DIRECTIONS FOR THIS TASK =>
Repeat verbatim the lines of the data below, beginning with the line containing "locate jersey number 10" and continuing to the end.

## start

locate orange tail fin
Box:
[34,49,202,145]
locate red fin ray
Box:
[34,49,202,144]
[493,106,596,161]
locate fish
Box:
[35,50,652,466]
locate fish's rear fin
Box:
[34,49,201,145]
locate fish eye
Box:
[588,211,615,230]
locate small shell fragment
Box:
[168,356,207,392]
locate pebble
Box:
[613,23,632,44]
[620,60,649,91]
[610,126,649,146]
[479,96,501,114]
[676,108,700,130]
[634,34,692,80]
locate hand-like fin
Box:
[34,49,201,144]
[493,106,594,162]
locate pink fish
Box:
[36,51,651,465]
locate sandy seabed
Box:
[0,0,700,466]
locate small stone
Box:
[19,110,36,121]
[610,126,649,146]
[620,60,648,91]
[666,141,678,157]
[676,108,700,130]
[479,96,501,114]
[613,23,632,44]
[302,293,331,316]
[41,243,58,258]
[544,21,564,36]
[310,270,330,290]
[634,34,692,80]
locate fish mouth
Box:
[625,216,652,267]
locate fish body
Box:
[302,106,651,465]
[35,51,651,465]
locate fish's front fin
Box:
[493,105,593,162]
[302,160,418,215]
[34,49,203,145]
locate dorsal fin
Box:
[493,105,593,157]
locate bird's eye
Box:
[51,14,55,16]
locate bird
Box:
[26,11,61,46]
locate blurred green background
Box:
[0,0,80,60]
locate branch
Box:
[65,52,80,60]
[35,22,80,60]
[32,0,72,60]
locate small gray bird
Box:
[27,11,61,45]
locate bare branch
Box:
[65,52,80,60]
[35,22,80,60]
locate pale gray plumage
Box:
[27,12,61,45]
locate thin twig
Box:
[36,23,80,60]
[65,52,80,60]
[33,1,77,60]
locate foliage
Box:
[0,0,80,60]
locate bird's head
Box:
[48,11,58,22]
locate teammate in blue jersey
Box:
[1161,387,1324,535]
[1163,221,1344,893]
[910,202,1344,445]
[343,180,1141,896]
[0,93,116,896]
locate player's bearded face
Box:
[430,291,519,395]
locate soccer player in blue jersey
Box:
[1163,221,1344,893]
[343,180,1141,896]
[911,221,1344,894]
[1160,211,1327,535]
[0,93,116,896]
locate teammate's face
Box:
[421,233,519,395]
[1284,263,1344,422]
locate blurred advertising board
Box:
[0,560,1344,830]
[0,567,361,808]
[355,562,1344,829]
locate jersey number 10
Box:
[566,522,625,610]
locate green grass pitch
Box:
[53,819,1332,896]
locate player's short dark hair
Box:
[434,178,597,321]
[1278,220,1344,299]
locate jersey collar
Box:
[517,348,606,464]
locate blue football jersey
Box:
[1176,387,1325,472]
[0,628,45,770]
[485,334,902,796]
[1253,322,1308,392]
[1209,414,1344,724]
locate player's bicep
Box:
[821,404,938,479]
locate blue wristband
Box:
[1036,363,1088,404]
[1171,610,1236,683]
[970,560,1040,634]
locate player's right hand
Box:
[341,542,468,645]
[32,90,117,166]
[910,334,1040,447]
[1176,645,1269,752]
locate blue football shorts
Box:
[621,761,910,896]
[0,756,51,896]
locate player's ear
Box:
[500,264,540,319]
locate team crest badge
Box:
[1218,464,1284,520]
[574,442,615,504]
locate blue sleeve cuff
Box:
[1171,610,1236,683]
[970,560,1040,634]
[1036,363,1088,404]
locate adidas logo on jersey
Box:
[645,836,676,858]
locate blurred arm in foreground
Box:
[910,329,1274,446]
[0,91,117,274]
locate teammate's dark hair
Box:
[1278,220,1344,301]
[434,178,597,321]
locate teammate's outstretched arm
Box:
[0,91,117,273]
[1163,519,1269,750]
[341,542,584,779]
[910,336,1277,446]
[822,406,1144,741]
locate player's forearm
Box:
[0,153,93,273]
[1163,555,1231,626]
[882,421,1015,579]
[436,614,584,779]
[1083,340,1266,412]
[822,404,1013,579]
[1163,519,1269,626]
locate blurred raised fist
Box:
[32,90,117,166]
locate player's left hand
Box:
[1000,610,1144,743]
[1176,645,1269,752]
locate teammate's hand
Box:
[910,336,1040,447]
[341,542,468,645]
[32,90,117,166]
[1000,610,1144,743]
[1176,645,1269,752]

## end

PROBLEM SOLUTION =>
locate jersey number 10
Box:
[566,522,625,610]
locate green grass pitch
Box:
[53,819,1332,896]
locate player's short dark hair
Box:
[434,178,597,321]
[1278,220,1344,299]
locate jersey collar
Box:
[517,348,606,464]
locate blue football jersey
Box:
[1176,387,1325,472]
[0,628,45,770]
[485,334,902,796]
[1253,322,1308,392]
[1209,414,1344,724]
locate player's bicep
Box:
[821,404,938,479]
locate blue wristband
Box:
[1036,363,1088,404]
[1171,610,1236,683]
[970,560,1040,634]
locate player's right hand
Box:
[341,542,468,645]
[32,90,117,166]
[910,334,1040,447]
[1176,645,1269,752]
locate blue football shorts
Box:
[621,761,910,896]
[0,756,51,896]
locate player's ear
Box:
[500,264,540,319]
locate team crest badge
Box:
[1218,464,1284,520]
[574,442,615,504]
locate blue sleeve cuff
Box:
[1171,610,1236,683]
[970,560,1040,634]
[1036,363,1088,404]
locate adidas logo on jersey
Box:
[645,836,676,858]
locate blurred arm in foreground
Box:
[910,329,1274,446]
[0,91,117,274]
locate teammate's dark hair
Box:
[1278,220,1344,301]
[434,178,597,321]
locate teammate's outstretched arm
Box:
[0,91,117,273]
[1163,519,1269,750]
[341,542,584,779]
[910,336,1277,446]
[822,406,1144,741]
locate player's forearm
Box:
[0,153,93,273]
[1163,555,1231,626]
[882,421,1015,579]
[436,614,584,779]
[1083,340,1266,412]
[822,404,1013,579]
[1163,519,1269,626]
locate blurred raised fist
Box:
[32,90,117,166]
locate player's left hand
Box:
[1000,610,1144,743]
[1176,645,1269,752]
locate teammate's hand
Box:
[910,336,1040,447]
[341,542,468,645]
[32,90,117,166]
[1000,610,1144,743]
[1176,645,1269,752]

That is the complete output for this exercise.